■ Work instruction: Reproduce the timeline of artificial intelligence development below in full, character for character.

■ Passage for review:
(ENG) Development of Artificial Intelligence

Table of Contents

1940s–1950s - Early Foundations
1950s–1960s - Discovery of Neural Networks
1970s–1980s - AI’s First Winter(인공지능의 첫 겨울) \& Backpropagation(역전파기법)
1980s–1990s - Sequence Processing and Memory
1997 - Long Short-Term Memory(LSTM) (Hochreiter \& Schmidhuber)
1980s–1990s - Visual Recognition and Spatial Data
2012 - Deep Learning Revolution
2014 - Generative Adversarial Networks(GAN) (Goodfellow)
2017 - Attention Mechanisms and Transformers (Vaswani et al.)
2020s - Multi-Modal AI and Real-Time Applications
TL;DR

1940s–1950s - Early Foundations

Discovery: Boolean logic and the Turing Test

Problem: How can we formalize reasoning and test machine intelligence?

Solution: Alan Turing introduced the concept of a machine capable of computation (Turing Machine) and proposed the Turing Test as a way to determine if a machine exhibits intelligent behavior.

1950s–1960s - Discovery of Neural Networks

Discovery: Perceptron (1958, Frank Rosenblatt)

Problem: How can we mimic the human brain’s ability to learn patterns?

■ Given records:
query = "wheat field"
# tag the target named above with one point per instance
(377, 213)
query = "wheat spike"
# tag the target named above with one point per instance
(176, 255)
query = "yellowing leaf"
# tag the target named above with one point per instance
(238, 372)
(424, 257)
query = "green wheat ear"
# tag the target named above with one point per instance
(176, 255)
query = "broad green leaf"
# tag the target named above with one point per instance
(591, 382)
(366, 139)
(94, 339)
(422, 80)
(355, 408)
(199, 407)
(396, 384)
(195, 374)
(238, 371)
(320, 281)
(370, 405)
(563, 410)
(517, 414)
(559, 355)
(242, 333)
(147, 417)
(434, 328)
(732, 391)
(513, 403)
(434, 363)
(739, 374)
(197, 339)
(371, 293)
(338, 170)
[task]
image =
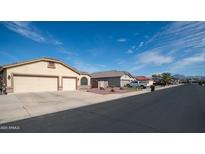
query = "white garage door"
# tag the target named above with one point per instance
(69, 84)
(35, 84)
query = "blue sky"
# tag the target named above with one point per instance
(142, 48)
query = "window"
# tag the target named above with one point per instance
(84, 81)
(51, 64)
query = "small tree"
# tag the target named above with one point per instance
(166, 78)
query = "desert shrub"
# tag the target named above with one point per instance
(101, 88)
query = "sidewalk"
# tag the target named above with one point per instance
(21, 106)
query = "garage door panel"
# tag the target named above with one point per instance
(69, 84)
(34, 84)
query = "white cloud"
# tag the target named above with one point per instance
(133, 47)
(28, 30)
(141, 44)
(155, 58)
(196, 59)
(121, 40)
(129, 51)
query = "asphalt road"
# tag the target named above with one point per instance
(178, 109)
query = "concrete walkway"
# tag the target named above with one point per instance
(21, 106)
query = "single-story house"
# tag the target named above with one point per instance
(114, 78)
(144, 81)
(43, 74)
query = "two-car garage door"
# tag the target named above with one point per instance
(35, 83)
(31, 83)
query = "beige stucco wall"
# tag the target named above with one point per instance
(87, 76)
(125, 79)
(40, 68)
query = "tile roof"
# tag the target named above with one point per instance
(36, 60)
(106, 74)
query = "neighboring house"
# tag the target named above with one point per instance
(43, 74)
(114, 78)
(144, 81)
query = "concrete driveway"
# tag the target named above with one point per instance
(21, 106)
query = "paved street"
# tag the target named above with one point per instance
(178, 109)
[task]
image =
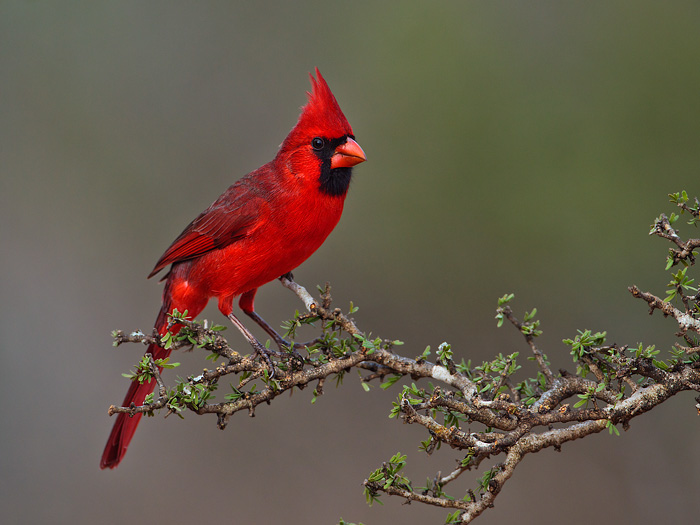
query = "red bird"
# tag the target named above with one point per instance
(260, 228)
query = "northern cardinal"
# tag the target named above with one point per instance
(260, 228)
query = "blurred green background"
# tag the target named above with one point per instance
(511, 146)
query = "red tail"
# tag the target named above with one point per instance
(125, 426)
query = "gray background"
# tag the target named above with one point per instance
(510, 147)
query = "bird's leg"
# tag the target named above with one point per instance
(257, 346)
(285, 346)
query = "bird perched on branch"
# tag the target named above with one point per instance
(260, 228)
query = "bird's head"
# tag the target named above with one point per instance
(322, 145)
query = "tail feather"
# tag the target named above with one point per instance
(125, 426)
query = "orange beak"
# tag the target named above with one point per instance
(347, 155)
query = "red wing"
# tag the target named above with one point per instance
(221, 224)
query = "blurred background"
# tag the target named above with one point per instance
(511, 148)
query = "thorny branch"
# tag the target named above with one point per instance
(512, 417)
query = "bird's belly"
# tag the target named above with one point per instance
(262, 257)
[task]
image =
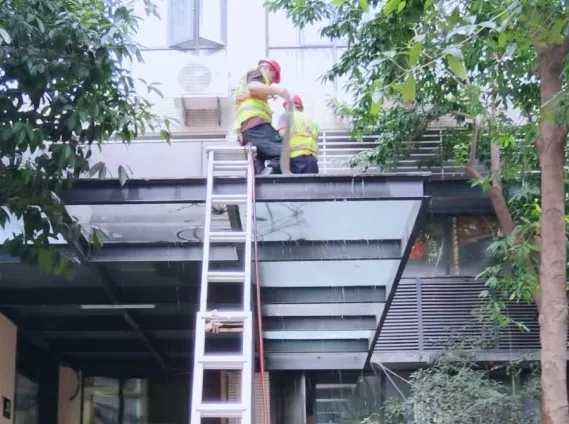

■ Answer to the problem:
(ENG) Development of Artificial Intelligence

Table of Contents

1940s–1950s - Early Foundations
1950s–1960s - Discovery of Neural Networks
1970s–1980s - AI’s First Winter(인공지능의 첫 겨울) \& Backpropagation(역전파기법)
1980s–1990s - Sequence Processing and Memory
1997 - Long Short-Term Memory(LSTM) (Hochreiter \& Schmidhuber)
1980s–1990s - Visual Recognition and Spatial Data
2012 - Deep Learning Revolution
2014 - Generative Adversarial Networks(GAN) (Goodfellow)
2017 - Attention Mechanisms and Transformers (Vaswani et al.)
2020s - Multi-Modal AI and Real-Time Applications
TL;DR

1940s–1950s - Early Foundations

Discovery: Boolean logic and the Turing Test

Problem: How can we formalize reasoning and test machine intelligence?

Solution: Alan Turing introduced the concept of a machine capable of computation (Turing Machine) and proposed the Turing Test as a way to determine if a machine exhibits intelligent behavior.

1950s–1960s - Discovery of Neural Networks

Discovery: Perceptron (1958, Frank Rosenblatt)

Problem: How can we mimic the human brain’s ability to learn patterns?